## Brief
Return every one of the items below unchanged, reproducing each line character for character.

## Information supplied

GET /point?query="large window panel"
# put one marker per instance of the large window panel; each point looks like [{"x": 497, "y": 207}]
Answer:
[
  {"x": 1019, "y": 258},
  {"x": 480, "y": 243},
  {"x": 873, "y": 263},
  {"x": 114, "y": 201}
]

## Solved exercise
GET /point?query="large window panel"
# put one marker per instance of the large window panel; each point looks like [{"x": 497, "y": 207}]
Answer:
[
  {"x": 1019, "y": 258},
  {"x": 480, "y": 243},
  {"x": 873, "y": 263},
  {"x": 114, "y": 201}
]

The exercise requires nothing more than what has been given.